__Extracted text__:
Page history last edited by Jeremy Noah 11 years, 8 months ago

Project Summary:

 

I want to build a mechanism that can be attached to a guitar  to endlessly agitate and vibrate the strings rather than plucking them.  This form of sound generation is used on an instrument known as a hurdy gurdy, which uses a spinning (via handcrank) wheel in a similar fashion to a violin bow.  However, unlike a violin bow, which is finite in length, the wheel can continuously spin, creating a droning sound that is very unique to the hurdy gurdy.  I want to create a small device which mimics this functionality for the guitar.

 

While the hurdy gurdy has lost its mainstream appeal for centuries, it has been occassionally used by indie bands that love obscure instruments such as the Decemberists or the Arcade Fire.  Here are 2 examples of the hurdy gurdy being used in the Decemberist's song "Sons and Daughters"

 

10 Sons And Daughters.mp3

 

and the Arcade Fire's "Keep The Car Running"

 

02 Keep The Car Running.mp3

 

 

Introduction:

 

To create this device, certain criteria must be met.

 

1.  First off, the device must be able to vibrate the strings of the guitar, with a minimal reduction in intensity over time (or in other words, work).  The device should ideally be able to run for at least 10 minutes (possibly even longer, depending on the composition the instrument is playing) without requiring adjustment.

2.  The device must not interfere with the workings of the guitar.  One of the big disadvantages of a hurdy gurdy is that it is incredibly difficult to keep in tune.  Ideally, the device should not knock the strings out of tune, or otherwise interfere with the guitar's ability to produce sound.  While the tonal quality of the instrument will likely change due to the alternative playing method, the device should not interfere with either the electronics for an electric guitar or the sound chamber of an acoustic guitar.

 

 

Background:

 

There are a variety of already established methods for accomplishing something similar to this device, however, each comes with their own drawbacks.

__Instruction 1__: Please copy from the project page on the guitar string device the part that opens with the words containing "I want to build" and closes with "for the guitar.".
__Instruction 2__: Go on with the project page on the guitar string device, starting right after its final sentence.

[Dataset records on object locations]

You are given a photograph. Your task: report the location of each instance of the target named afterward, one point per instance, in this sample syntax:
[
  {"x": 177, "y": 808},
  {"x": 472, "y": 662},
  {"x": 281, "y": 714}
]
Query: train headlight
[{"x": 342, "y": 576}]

__Exercise response 1__:
I want to build a mechanism that can be attached to a guitar  to endlessly agitate and vibrate the strings rather than plucking them.  This form of sound generation is used on an instrument known as a hurdy gurdy, which uses a spinning (via handcrank) wheel in a similar fashion to a violin bow.  However, unlike a violin bow, which is finite in length, the wheel can continuously spin, creating a droning sound that is very unique to the hurdy gurdy.  I want to create a small device which mimics this functionality for the guitar.

__Exercise response 2__:
 

1,  First off, there is the actual Hurdy Gurdy.  However, Hurdy Gurdies are both hard to find and generally, quite expensive.  Meanwhile, guitars are much more widespread.  Since many people already own guitars, being able to buy a relatively inexpensive device to simulate a hurdy gurdy sound would generally be considered a much more enticing option unless they have an upcoming gig at Ye Olde Renaissance Faire.

 

A picture of a hurdy gurdy:                                       

A Hurdy Gurdy.  It is pretty cool.

A video of the hurdy gurdy in action:

 

 

2.  Another option already on the market is an Ebow ('Electronic' or 'Energy' Bow), which, when held close to a guitar, uses an electromagnetic field to vibrate guitar strings.  However, the sounds produced in this manner (in my humble opinion) lack any sort of interesting timbre, sounding somewhat 'thin'. I believe a mechanical, rather than electromagnetic, approach, will result in more interesting textures

 

A picture of an Ebow:

An Ebow

A video of the Ebow in action:

 

3.  Lastly, there is a guitar built by Moog which has a technology similar to the Ebow integrated into the guitar.  However, the guitar is priced well into the thousands, which makes it quite an expensive option.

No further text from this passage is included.